The problem:
The answer must be every entry below, word for word, with the pictures left out.

[Start of Attachment]

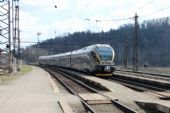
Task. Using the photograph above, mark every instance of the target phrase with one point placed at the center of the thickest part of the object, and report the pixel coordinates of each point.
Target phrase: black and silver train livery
(96, 59)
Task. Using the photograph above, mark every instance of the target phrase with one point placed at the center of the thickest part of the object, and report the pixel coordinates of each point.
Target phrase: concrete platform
(31, 93)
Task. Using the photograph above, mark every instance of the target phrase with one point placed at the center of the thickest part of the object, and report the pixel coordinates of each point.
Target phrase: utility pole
(5, 35)
(38, 34)
(126, 51)
(135, 44)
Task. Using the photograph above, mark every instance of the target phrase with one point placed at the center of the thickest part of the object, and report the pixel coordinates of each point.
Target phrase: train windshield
(105, 53)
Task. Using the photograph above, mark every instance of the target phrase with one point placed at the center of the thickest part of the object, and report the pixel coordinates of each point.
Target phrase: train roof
(79, 51)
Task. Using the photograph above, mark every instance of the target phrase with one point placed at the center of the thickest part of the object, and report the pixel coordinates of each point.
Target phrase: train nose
(107, 69)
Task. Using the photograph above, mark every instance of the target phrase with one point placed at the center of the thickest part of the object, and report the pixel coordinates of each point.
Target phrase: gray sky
(68, 17)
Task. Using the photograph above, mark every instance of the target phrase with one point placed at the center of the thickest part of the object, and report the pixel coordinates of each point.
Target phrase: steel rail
(87, 107)
(116, 103)
(138, 84)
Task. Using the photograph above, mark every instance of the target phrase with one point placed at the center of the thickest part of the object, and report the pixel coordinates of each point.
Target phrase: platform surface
(31, 93)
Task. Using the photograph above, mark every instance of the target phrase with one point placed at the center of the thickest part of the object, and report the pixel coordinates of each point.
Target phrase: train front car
(103, 56)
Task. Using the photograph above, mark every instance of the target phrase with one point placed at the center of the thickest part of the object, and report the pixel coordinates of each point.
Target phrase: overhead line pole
(126, 51)
(135, 45)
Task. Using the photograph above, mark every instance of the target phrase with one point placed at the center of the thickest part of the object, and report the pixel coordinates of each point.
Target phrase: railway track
(154, 88)
(145, 74)
(78, 87)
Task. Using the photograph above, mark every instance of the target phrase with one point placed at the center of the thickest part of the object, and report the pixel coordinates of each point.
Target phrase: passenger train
(96, 59)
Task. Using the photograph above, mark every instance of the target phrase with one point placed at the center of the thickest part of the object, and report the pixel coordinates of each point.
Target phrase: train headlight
(107, 69)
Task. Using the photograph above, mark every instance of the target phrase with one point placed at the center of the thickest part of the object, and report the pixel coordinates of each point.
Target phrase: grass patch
(6, 77)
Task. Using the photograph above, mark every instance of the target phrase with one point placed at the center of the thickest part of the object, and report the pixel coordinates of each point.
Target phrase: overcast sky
(42, 15)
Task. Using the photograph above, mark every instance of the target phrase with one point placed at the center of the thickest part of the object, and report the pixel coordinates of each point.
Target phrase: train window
(105, 53)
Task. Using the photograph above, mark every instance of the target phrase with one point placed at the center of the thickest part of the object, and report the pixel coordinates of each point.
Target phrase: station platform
(31, 93)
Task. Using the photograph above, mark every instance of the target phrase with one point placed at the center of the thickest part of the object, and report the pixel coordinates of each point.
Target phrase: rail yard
(84, 56)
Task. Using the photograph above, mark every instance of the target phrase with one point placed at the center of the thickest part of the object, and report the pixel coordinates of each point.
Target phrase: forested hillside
(154, 43)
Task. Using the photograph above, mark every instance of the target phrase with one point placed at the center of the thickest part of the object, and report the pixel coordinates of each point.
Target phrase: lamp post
(38, 34)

[End of Attachment]

Your solution:
Task. Using the photograph above, mark every instance of the target phrase with one point placed at the center of the thickest part of the object, and report the pixel coordinates of each point.
Target phrase: black and silver train livery
(96, 59)
Task. Using the photograph above, mark every instance of the target phrase with one point placed at the center of the thickest part of the object, and report the pixel coordinates of each point.
Target phrase: concrete platform
(31, 93)
Task. Using the photograph above, mark every instance of the target phrase with one point placed at the center of the thickest part of the object, and report the pixel coordinates of each point.
Target phrase: utility pole
(5, 35)
(38, 34)
(126, 51)
(135, 44)
Task. Using the photograph above, mark every instance of the target phrase with one point placed at the center of the thickest part of the object, and report the pixel coordinates of each point.
Target phrase: train windshield
(105, 53)
Task. Using the photograph above, mark every instance of the target phrase with one point placed at the center of the thickest part of the object, and report the pixel coordinates of each point.
Target phrase: train roof
(79, 51)
Task. Using the photograph above, mark every instance of the target phrase with one point placed at the center of the thickest part of the object, and report the pixel coordinates of each point.
Target phrase: train nose
(107, 69)
Task. Using the photograph above, mark every instance of the target phrase with one point placed at the center of the thickest part of the object, and report the pixel coordinates of each point.
Target phrase: gray sky
(68, 17)
Task. Using the photograph above, mark every instance of the target phrase with one point placed at the center of the thickest part of the object, and report the pixel coordinates of each point.
Target phrase: steel rail
(87, 107)
(116, 103)
(138, 84)
Task. Using the photograph above, mark every instance of the target phrase with one point placed at the center of the thickest part of the object, and report the pixel coordinates of each point.
Target phrase: platform surface
(31, 93)
Task. Using the photograph above, mark every instance of the target phrase with one point placed at the center of the thickest part of the object, and report the pixel coordinates of each point.
Target phrase: train front car
(103, 56)
Task. Using the photograph above, mark every instance of the target phrase with one point placed at the center of the thickest part of the object, and report the pixel coordinates of each point.
Target phrase: overhead line pole
(126, 51)
(135, 45)
Task. Using the photograph above, mark every instance of the target phrase with one point placed at the center of the thickest part of the object, and report the pixel coordinates of each point.
Target phrase: railway track
(154, 88)
(145, 74)
(78, 87)
Task. Using the photograph above, mark every instance of the target phrase with one point placed at the center of the thickest part of the object, and report the pixel coordinates of each point.
Target phrase: passenger train
(96, 59)
Task. Using the photograph above, mark every instance of the target phrase with one point placed at the center of the thickest part of the object, and report the pixel coordinates of each point.
Target phrase: train headlight
(107, 69)
Task. Using the photograph above, mark every instance of the target phrase with one point placed at the center of the thickest part of the object, and report the pixel coordinates of each point.
Target phrase: grass patch
(6, 77)
Task. Using the photograph above, mark every instance of the target phrase with one point placed at the center of the thickest part of the object, and report the pixel coordinates of each point.
Target phrase: overcast sky
(42, 15)
Task. Using the photograph above, mark every instance of the target phrase with one point placed at the center of the thickest part of the object, and report the pixel coordinates of each point.
Target phrase: train window
(105, 53)
Task. Using the photograph above, mark every instance of the target phrase with one point placed at the center of the thickest part of the object, and report the pixel coordinates of each point.
Target phrase: station platform
(31, 93)
Task. Using the photograph above, mark every instance of the target phrase with one point placed at the center of the thickest part of the object, and report the pixel coordinates of each point.
Target phrase: rail yard
(84, 56)
Task. Using the photograph above, mark every instance of the target phrase with one point placed at the center of the thickest part of the object, and report the pixel coordinates of each point.
Target phrase: forested hillside
(154, 43)
Task. Using the photograph above, mark every instance of the target phrase with one point placed at the center of the thickest part of the object, and report the pixel coordinates of each point.
Target phrase: lamp post
(38, 34)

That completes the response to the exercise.